Saved data entries

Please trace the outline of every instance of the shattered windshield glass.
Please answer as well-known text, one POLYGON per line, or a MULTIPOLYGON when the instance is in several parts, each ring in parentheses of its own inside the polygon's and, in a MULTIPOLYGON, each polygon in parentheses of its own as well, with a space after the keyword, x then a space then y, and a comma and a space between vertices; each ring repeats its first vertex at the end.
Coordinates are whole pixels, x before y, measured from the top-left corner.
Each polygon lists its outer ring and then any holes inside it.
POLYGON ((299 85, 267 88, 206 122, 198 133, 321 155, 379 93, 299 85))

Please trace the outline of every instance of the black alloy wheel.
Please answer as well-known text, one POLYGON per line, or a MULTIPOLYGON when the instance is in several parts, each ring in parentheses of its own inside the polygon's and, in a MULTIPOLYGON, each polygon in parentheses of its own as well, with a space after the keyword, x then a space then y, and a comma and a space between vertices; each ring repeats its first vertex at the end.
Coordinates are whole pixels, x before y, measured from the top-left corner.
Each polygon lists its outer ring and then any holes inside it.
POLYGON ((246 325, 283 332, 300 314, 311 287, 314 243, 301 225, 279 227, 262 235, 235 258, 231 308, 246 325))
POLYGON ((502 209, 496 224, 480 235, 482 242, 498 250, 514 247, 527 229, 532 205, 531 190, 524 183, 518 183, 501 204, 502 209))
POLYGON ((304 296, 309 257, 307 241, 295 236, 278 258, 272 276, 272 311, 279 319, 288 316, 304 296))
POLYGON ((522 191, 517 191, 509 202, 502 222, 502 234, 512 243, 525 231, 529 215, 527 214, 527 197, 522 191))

» Task instructions
Retype the entire listing above character for character, leaving nothing out and changing nothing.

» Reply
Please trace the outline of every instance of the shattered windshield glass.
Please answer as well-known text, one POLYGON per line, or a MULTIPOLYGON when the instance is in several parts, each ring in parentheses of its own inside the polygon's and, in a MULTIPOLYGON, each polygon in parentheses of its own as well, with a space after the keyword, x then a space then y, and a comma and a space between vertices; each ring repeats its first vertex at the end.
Coordinates are whole pixels, x before y, measured from the top-left corner.
Each polygon lists its outer ring and then any holes inside it.
POLYGON ((299 85, 267 88, 206 122, 198 133, 321 155, 379 93, 299 85))

Please trace the outline of every instance of the black alloy wheel.
Please answer as well-known text, one POLYGON per line, or a MULTIPOLYGON when the instance is in several parts, each ring in parentheses of its own inside the polygon's and, in a MULTIPOLYGON, each polygon in parentheses of its own as well, with a space after the keyword, x then a space then y, and a comma and a space between vertices; each ring repeats its first vertex at the end.
Coordinates are whole pixels, x before y, measured from the top-left corner.
Each polygon lists its outer ring and then any holes inside it.
POLYGON ((246 325, 283 332, 300 314, 311 287, 314 243, 301 225, 279 227, 262 235, 235 258, 231 308, 246 325))
POLYGON ((502 209, 496 224, 480 235, 482 242, 498 250, 514 247, 527 229, 532 205, 531 190, 524 183, 518 183, 501 204, 502 209))
POLYGON ((304 296, 309 257, 307 241, 295 236, 278 258, 272 276, 272 311, 279 319, 288 316, 304 296))
POLYGON ((522 191, 517 191, 509 202, 502 222, 502 234, 512 243, 525 231, 529 215, 527 214, 527 197, 522 191))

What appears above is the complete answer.